- [PROBLEM A] In the court decision below, on what date was the order entered that adhered, upon reargument, to the denial of SBCM's summary judgment motion?
- [PROBLEM B] Carry the court decision below forward from its last sentence.

- [TEXT]
━━━━
Olga Sanchez, Respondent,
v
City of New York et al., Defendants, and South Bronx Community Management Company, Inc., Appellant.

—[*1] Paul Bleifer & Associates, New York City (Paul E. Bleifer of counsel), for appellant.

Mirman, Markovits & Landau, P.C., New York City (Brad S. Levin of counsel), for respondent.

Order, Supreme Court, Bronx County (Paul A. Victor, J.), entered May 23, 2007, which, upon reargument, adhered to a prior order denying the motion by defendant South Bronx Community Management (SBCM) for summary judgment, unanimously affirmed, without costs. Appeal from order, same court and Justice, entered August 9, 2006, unanimously dismissed, without costs, as superseded by appeal from the subsequent order on reargument.
━━━━
- [DATA SECTION]
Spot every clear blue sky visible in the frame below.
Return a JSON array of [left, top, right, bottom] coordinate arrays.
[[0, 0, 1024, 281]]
━━━━
- [EXERCISE ANSWER A] May 23, 2007

- [EXERCISE ANSWER B]
Plaintiff's deposition testimony and statements in her opposing affidavit were not contradictory, and any inconsistency as to her description of the ice/snow patch in the shoveled pathway on the sidewalk abutting SBCM's premises would be for the jury to resolve (Alvarez v New York City Hous. Auth., 295 AD2d 225, 226 [2002]). SBCM's superintendent testified that his regular practice was to clear ice and snow from the entire sidewalk area abutting the premises, while plaintiff testified that she fell on a dirty ice patch located within a narrow shoveled pathway, that there were other ice patches in the pathway, and that a safe alternative route to get around the hazard she slipped on did not exist. This raised triable issues of fact as to whether SBCM had been negligent in making the sidewalk area more hazardous by shoveling the pathway (see Rugova v 2199 Holland Ave. Apt. Corp., 272 AD2d 261 [2000]; cf. Sanders v City of New York, 17 AD3d 169 [2005]). The differing opinions offered by the parties' meteorological experts as to whether, inter alia, it was cold enough, during the nearly 12-hour period after the four-inch snowfall stopped, for a patch of snow/ice to remain on the shoveled pathway until the accident, raise issues of fact (see generally Vega v S.S.A. Props., Inc., 13 AD3d 298, 302 [2004]). [*2]

We have considered SBCM's remaining arguments and find them without merit. Concur—Lippman, P.J., Tom, Buckley and Gonzalez, JJ.